» WHAT THIS EXERCISE ASKS:
1. Reproduce the part of the heat pump water heater text starting at "Installed room location" and ending at "and is advantageous.".
2. Rewrite the rows starting at the first row and ending at the line that contains "317), (52, 313)]]", with the requests kept unchanged. Multiply every coordinate in the answers by 2.4 and round each result to a whole number, rounding halves up; leave the layout samples in the requests as they are.

» TEXT EXCERPT:
Installation Requirements

Installed location must be at least a 10' x 10' x 7' room (700 cubic feet of air space). If smaller, there must be louver installed to provide sufficient airflow.
Installed room location must not be cooler than 40°F.
Installed locations with warmer ambient air temperature (i.e. furnace room) provides abundant "free" heat and is advantageous.
The heat pump dehumidifies the air and as a result produces condensate which must be piped to drain or outdoors.
The washable air filter requires periodic cleaning. Frequency depends upon environmental conditions.


Electric Heat Pump Water Heater Dimensions
Electric Heat Pump Water Heater Dimensional Data

Note: These units are designed to meet or exceed ANSI (American National Standards Institute) requirements and have been tested according to D.O.E. test procedures and meet or exceed the energy efficiency requirements of NAECA, ASHRAE standard 90, ICC code and all state energy efficiency performance criteria for energy consuming appliances.


Optional Equipment
  • 1 1/2" Male NPT inlet and outlet water connections
  • Solid (Copper-Alloy, Type 304L, Type 316L, stainless steel) storage tank of maximum life
  • Tank installed heat exchanger for use with solar or radiant heating systems
  • ASME tank construction
  • Alternate voltages (1 or 3 phase), alternate wattages or 50 Hz available
  • Condensate removal pump (120V plug-in) to remove and lift condensate to drain
Please note: optional equipment may impact overall dimensions and weight. Please request submittal drawing from factory.


How does the heat trap work?

» MATERIAL PROVIDED:
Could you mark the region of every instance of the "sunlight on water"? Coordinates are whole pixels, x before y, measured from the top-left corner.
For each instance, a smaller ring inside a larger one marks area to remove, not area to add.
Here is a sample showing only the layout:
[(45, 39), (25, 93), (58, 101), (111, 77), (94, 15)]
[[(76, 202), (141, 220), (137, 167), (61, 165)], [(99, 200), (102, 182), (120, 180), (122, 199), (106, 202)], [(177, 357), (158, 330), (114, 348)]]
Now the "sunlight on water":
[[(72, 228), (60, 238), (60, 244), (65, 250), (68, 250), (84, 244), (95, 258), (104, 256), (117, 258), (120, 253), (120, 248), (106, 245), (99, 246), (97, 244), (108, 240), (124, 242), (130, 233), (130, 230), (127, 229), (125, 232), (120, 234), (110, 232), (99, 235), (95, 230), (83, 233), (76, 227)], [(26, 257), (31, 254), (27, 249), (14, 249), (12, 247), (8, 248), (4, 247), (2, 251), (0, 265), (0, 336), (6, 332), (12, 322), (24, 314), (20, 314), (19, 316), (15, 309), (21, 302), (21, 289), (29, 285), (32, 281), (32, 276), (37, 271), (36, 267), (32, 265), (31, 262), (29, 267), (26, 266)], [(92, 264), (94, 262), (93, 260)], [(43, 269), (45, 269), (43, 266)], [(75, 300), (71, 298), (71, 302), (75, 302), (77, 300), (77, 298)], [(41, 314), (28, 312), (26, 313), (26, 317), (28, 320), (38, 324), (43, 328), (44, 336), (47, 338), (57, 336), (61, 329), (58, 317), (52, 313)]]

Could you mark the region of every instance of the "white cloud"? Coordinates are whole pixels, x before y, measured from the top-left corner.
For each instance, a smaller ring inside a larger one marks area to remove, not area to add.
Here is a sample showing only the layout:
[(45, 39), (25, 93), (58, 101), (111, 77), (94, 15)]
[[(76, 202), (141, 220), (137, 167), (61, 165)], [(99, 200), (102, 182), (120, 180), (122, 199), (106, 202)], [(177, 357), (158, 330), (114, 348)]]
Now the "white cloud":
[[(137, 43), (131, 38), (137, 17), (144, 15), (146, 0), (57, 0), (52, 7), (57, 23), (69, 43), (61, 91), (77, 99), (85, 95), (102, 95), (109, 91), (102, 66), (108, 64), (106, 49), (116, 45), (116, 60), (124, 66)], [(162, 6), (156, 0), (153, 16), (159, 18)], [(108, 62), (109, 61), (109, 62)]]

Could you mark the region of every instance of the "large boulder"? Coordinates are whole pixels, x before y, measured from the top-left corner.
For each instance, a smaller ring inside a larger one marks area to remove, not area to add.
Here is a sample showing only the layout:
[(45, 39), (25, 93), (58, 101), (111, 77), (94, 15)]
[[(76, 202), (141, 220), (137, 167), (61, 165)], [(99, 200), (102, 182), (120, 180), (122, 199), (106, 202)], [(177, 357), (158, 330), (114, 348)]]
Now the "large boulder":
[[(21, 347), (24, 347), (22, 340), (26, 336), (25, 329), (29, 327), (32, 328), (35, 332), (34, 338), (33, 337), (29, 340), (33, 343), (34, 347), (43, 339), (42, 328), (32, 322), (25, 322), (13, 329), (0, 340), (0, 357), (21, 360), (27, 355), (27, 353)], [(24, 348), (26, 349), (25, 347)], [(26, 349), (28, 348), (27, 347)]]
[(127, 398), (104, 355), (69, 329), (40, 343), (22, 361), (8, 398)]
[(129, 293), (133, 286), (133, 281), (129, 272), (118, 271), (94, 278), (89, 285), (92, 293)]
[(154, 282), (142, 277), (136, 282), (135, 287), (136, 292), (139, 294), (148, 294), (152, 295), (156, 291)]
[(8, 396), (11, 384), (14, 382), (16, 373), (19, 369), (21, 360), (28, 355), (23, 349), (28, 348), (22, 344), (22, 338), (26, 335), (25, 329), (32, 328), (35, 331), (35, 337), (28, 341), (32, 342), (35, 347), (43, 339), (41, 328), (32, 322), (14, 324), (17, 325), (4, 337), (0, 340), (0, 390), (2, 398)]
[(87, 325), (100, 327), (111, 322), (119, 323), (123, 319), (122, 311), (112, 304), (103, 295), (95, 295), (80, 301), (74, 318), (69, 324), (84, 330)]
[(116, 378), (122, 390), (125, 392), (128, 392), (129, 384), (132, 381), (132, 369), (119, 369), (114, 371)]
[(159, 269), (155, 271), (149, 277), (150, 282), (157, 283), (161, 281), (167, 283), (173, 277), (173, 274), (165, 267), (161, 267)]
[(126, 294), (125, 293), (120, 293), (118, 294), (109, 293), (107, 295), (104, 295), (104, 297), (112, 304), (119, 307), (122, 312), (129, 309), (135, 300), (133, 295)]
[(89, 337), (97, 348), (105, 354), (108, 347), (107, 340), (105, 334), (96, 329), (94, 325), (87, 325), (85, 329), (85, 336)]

» RESPONSES FOR EACH TASK:
1.
Installed room location must not be cooler than 40°F.
Installed locations with warmer ambient air temperature (i.e. furnace room) provides abundant "free" heat and is advantageous.

2.
Could you mark the region of every instance of the "sunlight on water"? Coordinates are whole pixels, x before y, measured from the top-left corner.
For each instance, a smaller ring inside a larger one marks area to remove, not area to add.
Here is a sample showing only the layout:
[(45, 39), (25, 93), (58, 101), (111, 77), (94, 15)]
[[(76, 202), (141, 220), (137, 167), (61, 165)], [(99, 200), (102, 182), (120, 180), (122, 199), (106, 202)], [(177, 357), (158, 330), (114, 348)]]
Now the "sunlight on water":
[[(173, 547), (144, 571), (144, 586), (156, 600), (163, 600), (202, 586), (228, 619), (250, 614), (281, 619), (288, 607), (288, 595), (254, 588), (238, 590), (233, 586), (259, 576), (298, 581), (312, 559), (312, 552), (305, 550), (300, 557), (288, 562), (264, 557), (238, 564), (228, 552), (199, 559), (182, 545)], [(62, 617), (74, 610), (65, 598), (34, 598), (29, 593), (19, 595), (10, 593), (5, 602), (0, 636), (0, 806), (14, 797), (29, 773), (58, 754), (48, 754), (46, 758), (36, 742), (50, 725), (50, 694), (70, 684), (77, 674), (77, 662), (89, 650), (86, 641), (77, 636), (74, 629), (70, 641), (62, 638)], [(221, 634), (226, 629), (223, 624)], [(103, 646), (108, 646), (103, 638)], [(180, 720), (170, 715), (170, 725), (180, 725), (185, 720), (185, 715)], [(98, 754), (67, 749), (62, 751), (62, 761), (67, 768), (91, 778), (103, 787), (106, 806), (113, 811), (137, 806), (146, 790), (139, 761), (125, 751)]]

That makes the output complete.